出題内容 1 →
奥羽本線の紀行文のうち、「東北新幹線開通時、ターミナル駅となるべく新設された駅で」から始まり「車両のデザイン、塗色も583系のイメージがどこかにあれば嬉しいのだが。」で終わる部分を、一字も変えずに書き写してください。

読む抜粋 →
第9話 弘前近傍
"はくつる81号" は、昭和の香りを乗せて
<その8> 青森から弘前近傍を歩く
701系快速「いわき」は軽快にレールを響かせて、新青森を通過する。
東北新幹線開通時、ターミナル駅となるべく新設された駅で
現在は郊外の閑散とした小駅だが、駅前には新幹線開通予想図が
イラスト看板として表示されている。
駅前など空き地と表現した方がよさそうな広場だが
新幹線開通を見越して遊休地としているのであろう。
余談だが、東京-青森間直通新幹線列車の愛称は「はつかり」として
車両のデザイン、塗色も583系のイメージがどこかにあれば嬉しいのだが。
などと空想に耽る鉄道ファンを載せた701系列車は
ゆっくりと新青森駅を通過して
数分程で津軽新城に到着。
この津軽新城で、よく列車交換が行われる。
この辺の奥羽本線は単線なのだ。
青森-弘前間は電化以前から複線化計画されてはいるが
現在でも完全複線化されてはいない。

出題内容 2 →
以下の記録のうち、「the window frame.」を含む行から始まり「0;1;360;163」を含む行で終わる範囲（両端を含む）だけを、列名を query と result とする2列のCSVで出力せよ。英文1つにつき1行とし、その英文と続く答えをそれぞれ引用符で囲んだ1フィールドに収め、改行は空白に置き換えること。

課題用の記録 →
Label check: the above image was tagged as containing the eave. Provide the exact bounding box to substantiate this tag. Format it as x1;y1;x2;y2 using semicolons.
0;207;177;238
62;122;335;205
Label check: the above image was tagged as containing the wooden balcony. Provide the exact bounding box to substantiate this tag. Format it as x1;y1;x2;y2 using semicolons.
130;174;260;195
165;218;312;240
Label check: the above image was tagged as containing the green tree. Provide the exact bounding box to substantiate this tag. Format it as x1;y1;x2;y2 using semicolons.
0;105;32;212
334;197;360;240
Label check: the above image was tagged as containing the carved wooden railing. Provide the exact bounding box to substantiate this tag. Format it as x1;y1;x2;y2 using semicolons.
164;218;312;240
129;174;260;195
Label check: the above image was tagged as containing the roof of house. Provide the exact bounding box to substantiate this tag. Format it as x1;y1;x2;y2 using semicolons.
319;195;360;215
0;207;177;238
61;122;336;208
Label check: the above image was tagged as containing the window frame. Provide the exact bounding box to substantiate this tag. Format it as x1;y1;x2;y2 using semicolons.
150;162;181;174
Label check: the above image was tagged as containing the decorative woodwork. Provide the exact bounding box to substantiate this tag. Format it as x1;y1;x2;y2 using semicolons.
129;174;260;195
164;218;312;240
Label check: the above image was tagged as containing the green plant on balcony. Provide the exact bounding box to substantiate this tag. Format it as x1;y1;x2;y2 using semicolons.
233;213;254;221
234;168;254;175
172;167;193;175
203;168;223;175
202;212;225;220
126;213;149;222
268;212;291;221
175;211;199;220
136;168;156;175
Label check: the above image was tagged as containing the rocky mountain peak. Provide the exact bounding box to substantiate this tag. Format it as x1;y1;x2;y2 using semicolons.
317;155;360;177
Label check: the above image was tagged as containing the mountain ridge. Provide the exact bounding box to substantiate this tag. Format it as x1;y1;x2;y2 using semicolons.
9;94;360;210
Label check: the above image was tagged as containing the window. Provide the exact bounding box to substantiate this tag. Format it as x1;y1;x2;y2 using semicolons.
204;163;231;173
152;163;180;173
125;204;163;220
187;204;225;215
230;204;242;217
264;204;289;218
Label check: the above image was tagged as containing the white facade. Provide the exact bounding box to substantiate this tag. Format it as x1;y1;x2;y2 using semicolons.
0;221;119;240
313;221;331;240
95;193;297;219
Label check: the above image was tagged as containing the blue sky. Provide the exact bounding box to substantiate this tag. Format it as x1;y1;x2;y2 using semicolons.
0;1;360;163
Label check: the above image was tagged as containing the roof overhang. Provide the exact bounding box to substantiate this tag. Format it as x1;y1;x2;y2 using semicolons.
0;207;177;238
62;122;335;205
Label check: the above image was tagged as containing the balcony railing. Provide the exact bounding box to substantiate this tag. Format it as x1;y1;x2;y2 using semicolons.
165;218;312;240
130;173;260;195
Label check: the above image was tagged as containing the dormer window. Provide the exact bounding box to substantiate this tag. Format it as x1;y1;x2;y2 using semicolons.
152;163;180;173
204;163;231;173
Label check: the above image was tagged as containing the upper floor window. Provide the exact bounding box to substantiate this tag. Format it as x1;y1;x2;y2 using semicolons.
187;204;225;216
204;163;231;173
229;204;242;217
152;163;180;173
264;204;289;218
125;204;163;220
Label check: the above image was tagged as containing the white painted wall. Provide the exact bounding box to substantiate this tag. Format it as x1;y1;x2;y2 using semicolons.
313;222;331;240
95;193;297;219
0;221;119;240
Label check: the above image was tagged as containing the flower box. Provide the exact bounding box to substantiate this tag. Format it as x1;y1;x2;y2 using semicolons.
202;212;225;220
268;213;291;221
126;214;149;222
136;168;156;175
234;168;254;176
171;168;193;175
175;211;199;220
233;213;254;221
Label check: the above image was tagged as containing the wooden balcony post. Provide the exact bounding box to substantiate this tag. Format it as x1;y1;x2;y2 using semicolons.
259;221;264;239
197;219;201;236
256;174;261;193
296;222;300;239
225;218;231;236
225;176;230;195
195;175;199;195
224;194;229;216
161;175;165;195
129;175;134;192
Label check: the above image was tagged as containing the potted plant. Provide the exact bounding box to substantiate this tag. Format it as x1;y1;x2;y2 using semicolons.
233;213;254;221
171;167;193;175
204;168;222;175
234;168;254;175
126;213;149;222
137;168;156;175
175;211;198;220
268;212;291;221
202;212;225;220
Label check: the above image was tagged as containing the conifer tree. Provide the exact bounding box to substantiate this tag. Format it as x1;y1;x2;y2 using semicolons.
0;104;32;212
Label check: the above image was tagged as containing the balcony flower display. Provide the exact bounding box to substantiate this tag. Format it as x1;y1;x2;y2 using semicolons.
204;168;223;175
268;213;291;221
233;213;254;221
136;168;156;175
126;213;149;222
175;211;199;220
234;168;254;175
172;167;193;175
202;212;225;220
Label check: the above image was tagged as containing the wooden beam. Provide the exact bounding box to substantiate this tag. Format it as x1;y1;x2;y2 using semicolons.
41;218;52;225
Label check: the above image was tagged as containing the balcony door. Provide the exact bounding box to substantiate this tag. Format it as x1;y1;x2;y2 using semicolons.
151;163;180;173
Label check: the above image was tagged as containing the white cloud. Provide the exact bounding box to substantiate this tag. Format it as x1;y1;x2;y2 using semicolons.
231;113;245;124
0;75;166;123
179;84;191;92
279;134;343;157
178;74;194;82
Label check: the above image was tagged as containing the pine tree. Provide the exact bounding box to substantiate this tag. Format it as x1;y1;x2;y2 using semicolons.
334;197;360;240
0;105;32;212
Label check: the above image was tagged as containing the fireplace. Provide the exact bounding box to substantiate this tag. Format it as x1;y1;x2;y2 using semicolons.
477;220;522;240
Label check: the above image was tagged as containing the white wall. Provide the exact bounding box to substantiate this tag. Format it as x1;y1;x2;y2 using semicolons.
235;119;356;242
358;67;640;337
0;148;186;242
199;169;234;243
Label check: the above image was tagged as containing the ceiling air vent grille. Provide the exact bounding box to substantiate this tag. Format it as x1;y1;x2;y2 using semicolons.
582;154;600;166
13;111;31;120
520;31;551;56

出力全文 1 →
東北新幹線開通時、ターミナル駅となるべく新設された駅で
現在は郊外の閑散とした小駅だが、駅前には新幹線開通予想図が
イラスト看板として表示されている。
駅前など空き地と表現した方がよさそうな広場だが
新幹線開通を見越して遊休地としているのであろう。
余談だが、東京-青森間直通新幹線列車の愛称は「はつかり」として
車両のデザイン、塗色も583系のイメージがどこかにあれば嬉しいのだが。

出力全文 2 →
query,result
"Label check: the above image was tagged as containing the window frame. Provide the exact bounding box to substantiate this tag. Format it as x1;y1;x2;y2 using semicolons.","150;162;181;174"
"Label check: the above image was tagged as containing the decorative woodwork. Provide the exact bounding box to substantiate this tag. Format it as x1;y1;x2;y2 using semicolons.","129;174;260;195 164;218;312;240"
"Label check: the above image was tagged as containing the green plant on balcony. Provide the exact bounding box to substantiate this tag. Format it as x1;y1;x2;y2 using semicolons.","233;213;254;221 234;168;254;175 172;167;193;175 203;168;223;175 202;212;225;220 126;213;149;222 268;212;291;221 175;211;199;220 136;168;156;175"
"Label check: the above image was tagged as containing the rocky mountain peak. Provide the exact bounding box to substantiate this tag. Format it as x1;y1;x2;y2 using semicolons.","317;155;360;177"
"Label check: the above image was tagged as containing the mountain ridge. Provide the exact bounding box to substantiate this tag. Format it as x1;y1;x2;y2 using semicolons.","9;94;360;210"
"Label check: the above image was tagged as containing the window. Provide the exact bounding box to substantiate this tag. Format it as x1;y1;x2;y2 using semicolons.","204;163;231;173 152;163;180;173 125;204;163;220 187;204;225;215 230;204;242;217 264;204;289;218"
"Label check: the above image was tagged as containing the white facade. Provide the exact bounding box to substantiate this tag. Format it as x1;y1;x2;y2 using semicolons.","0;221;119;240 313;221;331;240 95;193;297;219"
"Label check: the above image was tagged as containing the blue sky. Provide the exact bounding box to substantiate this tag. Format it as x1;y1;x2;y2 using semicolons.","0;1;360;163"